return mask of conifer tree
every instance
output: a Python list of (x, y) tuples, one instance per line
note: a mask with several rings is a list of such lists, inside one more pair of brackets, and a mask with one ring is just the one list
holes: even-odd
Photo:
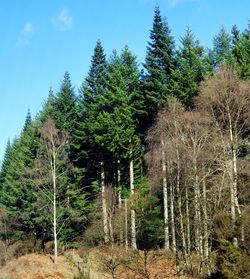
[(2, 183), (6, 176), (6, 171), (8, 170), (8, 166), (10, 164), (10, 153), (11, 153), (12, 145), (10, 143), (10, 139), (7, 141), (7, 145), (5, 148), (4, 158), (1, 165), (1, 172), (0, 172), (0, 190), (2, 188)]
[(94, 48), (94, 54), (91, 60), (91, 66), (83, 86), (82, 93), (84, 95), (84, 111), (90, 113), (93, 106), (98, 104), (100, 96), (103, 94), (105, 87), (105, 69), (106, 58), (101, 41), (98, 40)]
[(85, 184), (90, 186), (100, 181), (100, 164), (104, 149), (98, 146), (94, 138), (94, 123), (102, 109), (102, 96), (106, 86), (106, 58), (101, 41), (94, 48), (91, 66), (85, 78), (80, 96), (80, 116), (78, 121), (78, 160), (86, 169)]
[(215, 70), (218, 70), (223, 64), (232, 65), (234, 63), (231, 37), (224, 26), (220, 28), (219, 33), (214, 37), (211, 58), (213, 69)]
[(59, 129), (71, 134), (76, 118), (76, 96), (71, 84), (69, 72), (65, 72), (61, 88), (56, 95), (55, 115), (53, 116)]
[(144, 64), (145, 105), (151, 123), (152, 117), (170, 95), (170, 81), (174, 69), (174, 39), (170, 33), (168, 23), (157, 6)]
[(20, 235), (33, 233), (35, 229), (31, 217), (35, 196), (29, 172), (35, 161), (37, 140), (34, 124), (26, 125), (27, 122), (26, 119), (21, 136), (8, 147), (6, 167), (1, 172), (0, 203), (13, 221), (13, 231)]
[[(134, 159), (140, 147), (135, 115), (140, 114), (138, 94), (139, 70), (135, 56), (127, 47), (121, 56), (113, 52), (107, 67), (107, 86), (103, 95), (103, 107), (95, 125), (97, 144), (107, 148), (117, 162), (129, 160), (131, 194), (134, 193)], [(117, 164), (118, 165), (118, 164)], [(125, 177), (127, 177), (125, 175)], [(124, 176), (122, 177), (125, 181)], [(131, 245), (136, 249), (135, 212), (131, 210)]]
[(32, 118), (31, 118), (30, 110), (28, 109), (28, 113), (24, 122), (23, 132), (27, 131), (31, 123), (32, 123)]
[(205, 75), (204, 49), (189, 28), (181, 38), (181, 44), (176, 55), (176, 69), (172, 73), (172, 95), (190, 107)]
[[(238, 30), (232, 29), (234, 40), (233, 54), (237, 61), (237, 67), (240, 70), (241, 77), (250, 80), (250, 21), (248, 27), (242, 34)], [(236, 31), (238, 31), (236, 33)], [(236, 34), (235, 34), (236, 33)]]

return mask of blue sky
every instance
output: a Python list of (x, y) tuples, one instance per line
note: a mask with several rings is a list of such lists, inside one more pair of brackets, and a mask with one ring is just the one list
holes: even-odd
[(157, 4), (177, 43), (190, 26), (209, 47), (222, 24), (250, 19), (249, 0), (0, 0), (0, 160), (66, 70), (78, 92), (97, 39), (107, 56), (128, 45), (143, 62)]

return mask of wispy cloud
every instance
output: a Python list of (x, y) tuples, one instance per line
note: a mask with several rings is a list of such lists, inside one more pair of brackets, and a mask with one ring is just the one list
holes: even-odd
[(72, 28), (73, 20), (68, 10), (62, 9), (55, 17), (52, 18), (52, 23), (55, 28), (60, 31), (65, 31)]
[(34, 34), (34, 26), (30, 21), (27, 21), (22, 30), (20, 31), (19, 38), (17, 41), (17, 46), (19, 47), (25, 47), (30, 43), (31, 38)]
[(177, 6), (179, 4), (187, 3), (187, 2), (199, 2), (200, 0), (167, 0), (171, 6)]

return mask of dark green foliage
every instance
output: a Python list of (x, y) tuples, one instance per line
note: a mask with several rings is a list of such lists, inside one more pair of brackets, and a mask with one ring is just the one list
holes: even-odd
[(95, 123), (95, 139), (110, 152), (128, 157), (138, 148), (137, 122), (140, 103), (132, 102), (138, 96), (139, 71), (135, 56), (127, 47), (121, 56), (113, 53), (107, 67), (107, 86), (102, 110)]
[(217, 255), (217, 278), (245, 279), (250, 277), (250, 258), (227, 240), (220, 241)]
[(218, 70), (223, 64), (233, 64), (234, 58), (231, 48), (231, 37), (224, 26), (214, 37), (212, 50), (212, 64), (215, 70)]
[[(0, 202), (6, 208), (15, 233), (31, 233), (34, 229), (31, 216), (35, 194), (30, 178), (37, 149), (35, 125), (29, 123), (19, 139), (8, 146), (5, 166), (1, 171)], [(20, 211), (22, 214), (20, 215)]]
[(159, 198), (150, 193), (149, 181), (145, 177), (137, 179), (135, 187), (138, 247), (141, 250), (159, 248), (163, 244), (164, 227)]
[(105, 149), (96, 144), (94, 127), (96, 117), (102, 110), (102, 98), (106, 86), (106, 58), (101, 42), (94, 48), (91, 66), (85, 78), (79, 99), (79, 121), (76, 128), (79, 164), (86, 169), (85, 185), (100, 180), (100, 163)]
[(71, 135), (76, 119), (76, 96), (68, 72), (65, 72), (60, 91), (56, 96), (54, 109), (52, 117), (57, 127)]
[(84, 111), (86, 111), (86, 113), (89, 112), (94, 105), (98, 105), (98, 99), (103, 94), (103, 89), (105, 88), (105, 80), (106, 58), (101, 41), (98, 40), (94, 48), (88, 76), (82, 86)]
[(173, 71), (172, 95), (186, 107), (192, 106), (192, 98), (198, 93), (199, 84), (206, 74), (204, 49), (188, 28), (181, 38)]
[(242, 78), (250, 79), (250, 22), (241, 34), (236, 26), (232, 28), (233, 55)]
[(24, 127), (23, 127), (23, 132), (27, 131), (27, 129), (29, 128), (29, 125), (32, 123), (32, 119), (31, 119), (31, 114), (30, 114), (30, 110), (28, 110), (25, 122), (24, 122)]
[(153, 29), (150, 32), (143, 77), (145, 108), (149, 123), (170, 95), (170, 82), (174, 70), (174, 39), (159, 7), (155, 9)]

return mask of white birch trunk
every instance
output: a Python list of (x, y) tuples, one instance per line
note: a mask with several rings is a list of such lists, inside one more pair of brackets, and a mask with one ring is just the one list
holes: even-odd
[(107, 201), (105, 193), (105, 173), (104, 163), (101, 162), (101, 190), (102, 190), (102, 214), (103, 214), (103, 231), (104, 231), (104, 242), (109, 242), (109, 230), (108, 230), (108, 213), (107, 213)]
[(189, 256), (187, 254), (186, 235), (185, 235), (185, 231), (184, 231), (183, 214), (182, 214), (182, 199), (181, 199), (181, 193), (180, 193), (180, 156), (179, 156), (178, 147), (176, 148), (176, 159), (177, 159), (176, 192), (177, 192), (177, 200), (178, 200), (178, 210), (179, 210), (179, 214), (180, 214), (182, 249), (183, 249), (183, 253), (184, 253), (186, 268), (187, 268), (187, 270), (189, 270), (190, 262), (189, 262)]
[(50, 162), (52, 183), (53, 183), (53, 235), (54, 235), (54, 263), (57, 264), (58, 249), (57, 249), (57, 212), (56, 212), (56, 150), (53, 136), (51, 134), (52, 158)]
[(174, 218), (174, 186), (170, 183), (170, 215), (172, 231), (172, 250), (176, 254), (175, 218)]
[[(164, 147), (163, 141), (162, 148)], [(163, 204), (164, 204), (164, 247), (169, 249), (169, 220), (168, 220), (168, 186), (167, 186), (167, 166), (166, 166), (166, 154), (162, 151), (162, 183), (163, 183)]]
[(199, 190), (199, 181), (197, 173), (197, 162), (196, 162), (196, 153), (194, 152), (194, 226), (195, 226), (195, 250), (202, 256), (202, 236), (200, 232), (200, 190)]
[(128, 199), (124, 200), (124, 211), (125, 211), (125, 247), (128, 249)]
[[(131, 197), (133, 199), (134, 194), (134, 162), (133, 160), (130, 160), (129, 164), (129, 174), (130, 174), (130, 191), (131, 191)], [(135, 227), (135, 210), (133, 209), (133, 204), (131, 204), (131, 247), (134, 250), (137, 250), (136, 245), (136, 227)]]
[(190, 255), (191, 252), (191, 234), (190, 234), (190, 215), (189, 215), (189, 203), (188, 203), (188, 189), (186, 187), (186, 219), (187, 219), (187, 253)]
[[(122, 213), (122, 196), (121, 196), (121, 170), (120, 160), (117, 160), (117, 187), (118, 187), (118, 208), (120, 214)], [(120, 227), (120, 243), (123, 243), (123, 228)]]
[[(235, 226), (236, 222), (236, 207), (238, 210), (238, 214), (241, 215), (239, 203), (238, 203), (238, 194), (237, 194), (237, 156), (236, 156), (236, 149), (235, 149), (235, 143), (234, 143), (234, 137), (233, 137), (233, 126), (232, 126), (232, 119), (230, 114), (230, 109), (227, 105), (227, 116), (229, 121), (229, 135), (230, 135), (230, 148), (231, 148), (231, 157), (229, 158), (231, 161), (231, 168), (229, 170), (229, 176), (231, 178), (230, 183), (230, 198), (231, 198), (231, 218), (232, 218), (232, 224)], [(230, 155), (230, 154), (229, 154)], [(238, 239), (234, 236), (233, 244), (235, 246), (238, 246)]]
[(207, 267), (207, 275), (211, 275), (211, 267), (210, 267), (210, 259), (209, 259), (209, 244), (208, 244), (208, 238), (209, 238), (209, 232), (208, 232), (208, 214), (207, 214), (207, 188), (206, 188), (206, 181), (203, 181), (203, 214), (204, 214), (204, 248), (203, 248), (203, 254), (204, 254), (204, 262)]

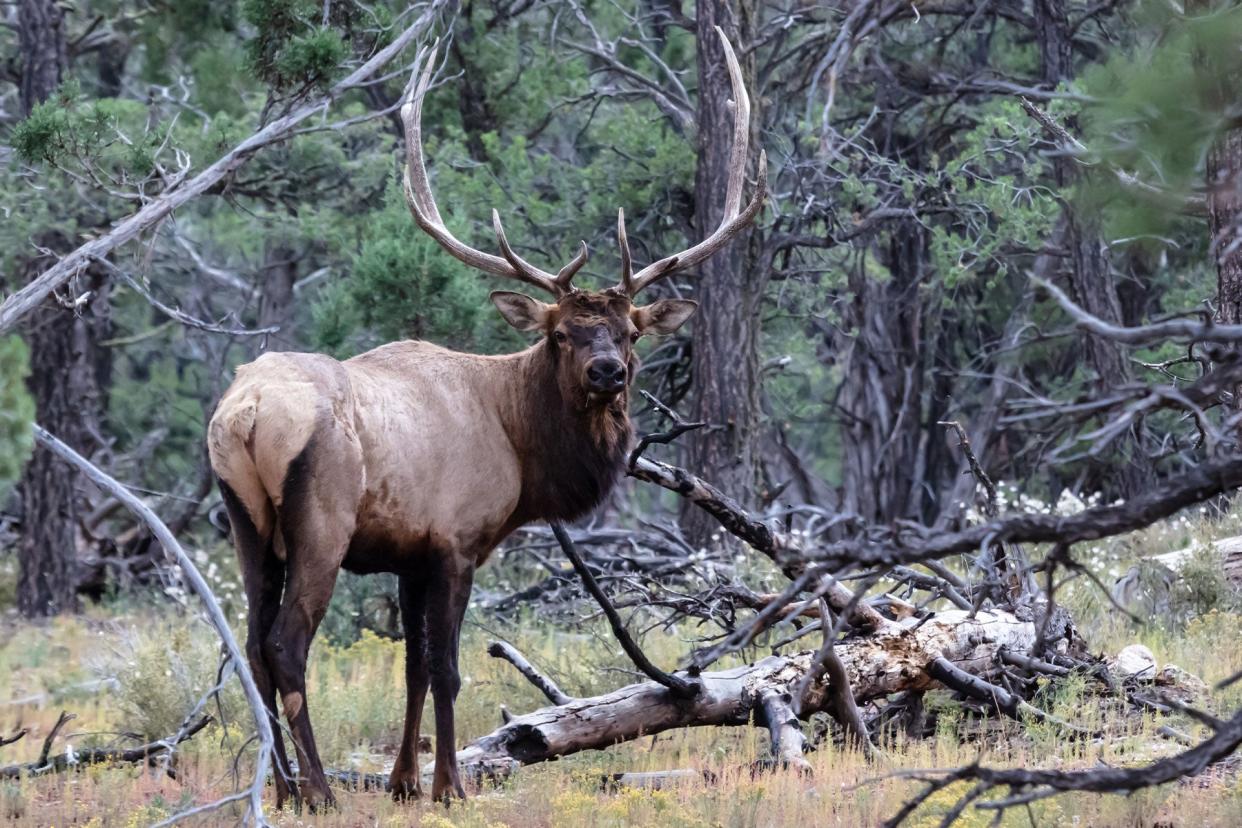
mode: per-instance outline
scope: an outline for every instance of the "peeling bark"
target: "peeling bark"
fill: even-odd
[[[1035,624],[1006,612],[984,611],[970,618],[967,612],[950,610],[921,623],[911,619],[888,624],[875,634],[842,641],[836,650],[854,696],[862,702],[936,686],[930,668],[937,659],[986,679],[999,669],[1002,650],[1030,652],[1036,633]],[[804,742],[800,733],[793,734],[796,724],[780,715],[780,701],[792,698],[814,655],[808,650],[769,656],[742,667],[702,673],[703,689],[689,699],[679,699],[654,682],[642,682],[544,707],[515,716],[471,742],[458,752],[457,761],[476,778],[503,778],[519,765],[601,750],[674,728],[755,722],[777,734],[774,757],[798,765]],[[829,711],[832,700],[827,681],[812,683],[802,700],[801,717]],[[430,771],[429,765],[423,772]]]

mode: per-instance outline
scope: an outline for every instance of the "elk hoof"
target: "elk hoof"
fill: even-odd
[[[328,789],[322,791],[308,786],[302,787],[302,804],[308,813],[322,814],[336,808],[336,797]]]
[[[388,787],[392,790],[394,802],[409,802],[423,798],[423,786],[419,784],[417,774],[411,777],[402,776],[400,779],[394,776],[389,780]]]
[[[462,789],[461,782],[453,780],[451,783],[436,785],[431,791],[431,798],[447,808],[454,800],[465,802],[466,792]]]

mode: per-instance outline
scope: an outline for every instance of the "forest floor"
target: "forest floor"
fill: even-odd
[[[1075,610],[1080,631],[1096,652],[1116,653],[1127,644],[1142,643],[1161,665],[1175,663],[1209,685],[1242,669],[1242,614],[1214,609],[1176,626],[1135,628],[1098,599],[1080,600]],[[656,629],[646,633],[644,645],[659,663],[675,664],[692,647],[690,639],[700,634],[688,626],[671,632]],[[514,644],[574,695],[636,680],[598,619],[554,625],[543,613],[529,612],[502,622],[472,609],[462,640],[463,688],[457,704],[461,744],[495,728],[502,705],[522,713],[544,704],[509,664],[487,655],[487,643],[495,638]],[[756,648],[747,656],[765,652]],[[218,664],[218,645],[210,630],[189,612],[112,601],[78,617],[41,625],[4,616],[0,736],[20,728],[29,734],[0,748],[0,764],[35,759],[62,710],[77,718],[57,740],[54,753],[70,745],[125,744],[120,735],[125,733],[156,738],[174,733],[186,711],[214,684]],[[386,770],[404,712],[402,665],[402,643],[374,633],[364,632],[348,645],[316,641],[307,703],[326,765]],[[243,750],[249,723],[235,689],[223,701],[222,711],[214,703],[208,708],[217,722],[179,750],[176,780],[134,765],[0,781],[0,821],[92,828],[148,825],[229,792],[236,784],[233,758]],[[1155,734],[1161,720],[1136,715],[1123,720],[1106,712],[1109,707],[1099,704],[1082,680],[1049,688],[1043,703],[1058,716],[1104,727],[1110,736],[1074,742],[1037,725],[1008,720],[981,726],[964,720],[947,694],[931,693],[927,706],[935,716],[932,736],[917,741],[888,738],[876,764],[834,745],[831,738],[821,739],[807,757],[814,770],[810,777],[752,770],[768,756],[761,728],[700,728],[525,767],[503,786],[486,787],[449,809],[426,802],[398,805],[382,793],[339,790],[334,812],[286,810],[270,817],[288,826],[870,826],[891,816],[921,787],[902,777],[904,770],[947,768],[976,759],[998,766],[1086,768],[1135,764],[1179,750]],[[1235,685],[1198,703],[1229,711],[1242,703],[1242,690]],[[431,721],[428,709],[424,733],[432,732]],[[1196,736],[1202,733],[1185,719],[1175,723]],[[824,726],[813,722],[806,730],[822,732]],[[420,754],[420,760],[427,758]],[[606,774],[674,768],[709,771],[714,777],[691,778],[663,790],[608,791],[601,786]],[[938,825],[961,792],[957,786],[945,789],[908,824]],[[270,802],[270,788],[268,796]],[[990,811],[968,810],[957,824],[995,824],[992,816]],[[189,824],[231,824],[235,819],[235,813],[224,811]],[[1082,794],[1042,800],[1029,810],[1007,812],[999,824],[1242,825],[1242,784],[1236,767],[1216,768],[1128,797]]]

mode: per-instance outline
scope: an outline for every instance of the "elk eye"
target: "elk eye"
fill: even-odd
[[[634,331],[634,333],[630,334],[630,342],[637,342],[640,336],[642,336],[642,334],[638,331]]]
[[[556,341],[558,343],[565,341],[565,334],[561,333],[560,331],[557,331],[556,333],[552,334],[552,336],[556,338]]]

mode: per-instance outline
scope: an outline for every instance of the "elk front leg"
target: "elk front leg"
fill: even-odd
[[[474,562],[460,555],[446,556],[428,587],[427,649],[431,695],[436,709],[436,770],[431,797],[437,802],[447,801],[450,796],[466,798],[457,772],[453,703],[461,689],[461,675],[457,669],[458,639],[473,583]]]
[[[393,799],[423,795],[418,769],[419,729],[430,673],[427,665],[427,581],[402,575],[398,596],[405,630],[405,732],[392,766],[389,788]]]

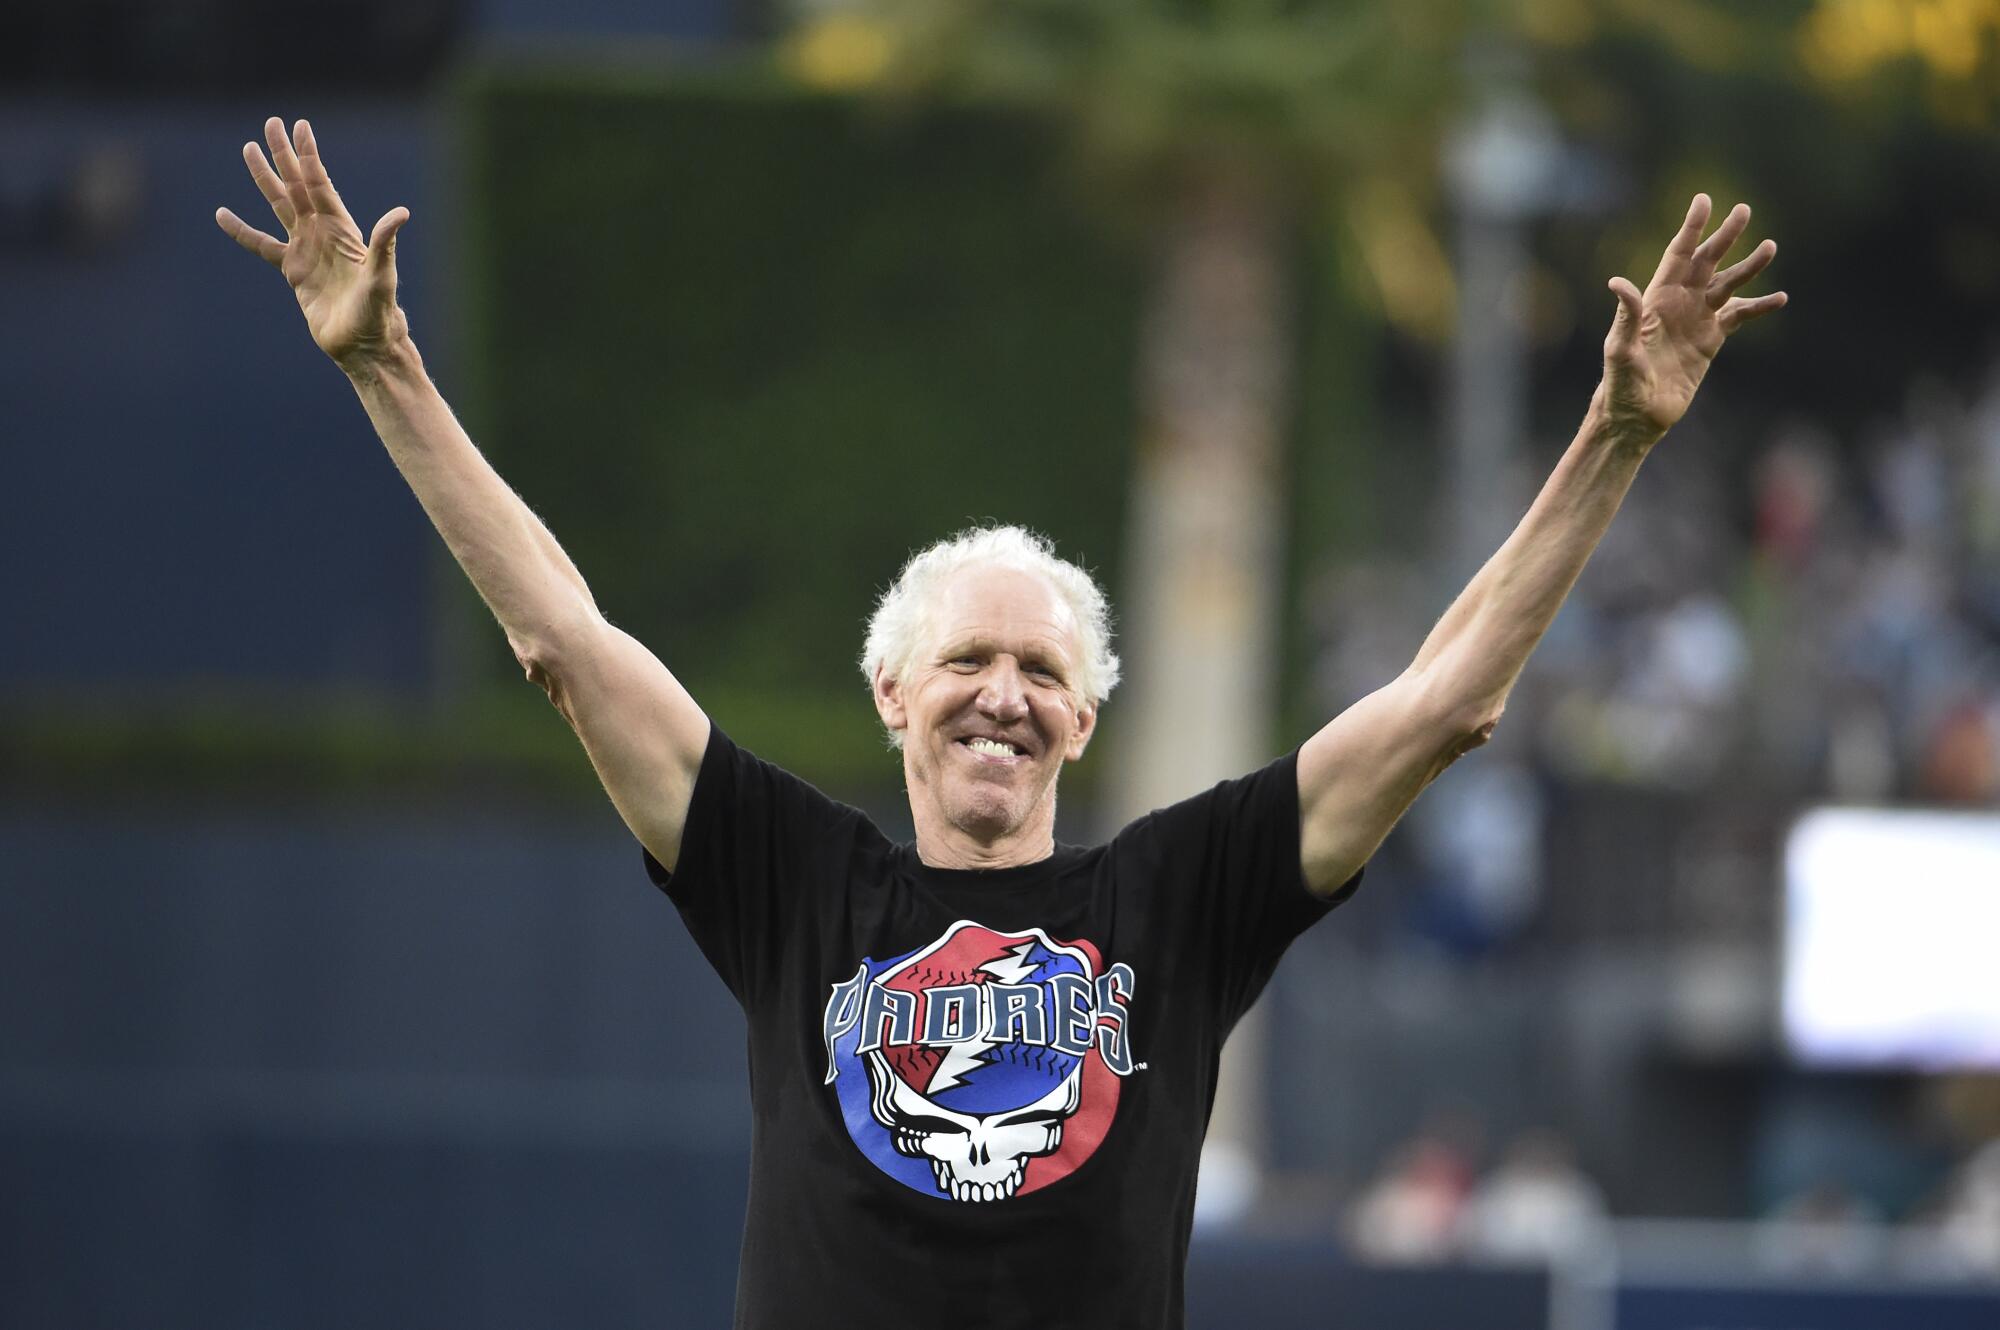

## Your task:
Show all lines above containing "peeling".

## Written response:
scope: an outline for every instance of the "peeling bark"
target: "peeling bark"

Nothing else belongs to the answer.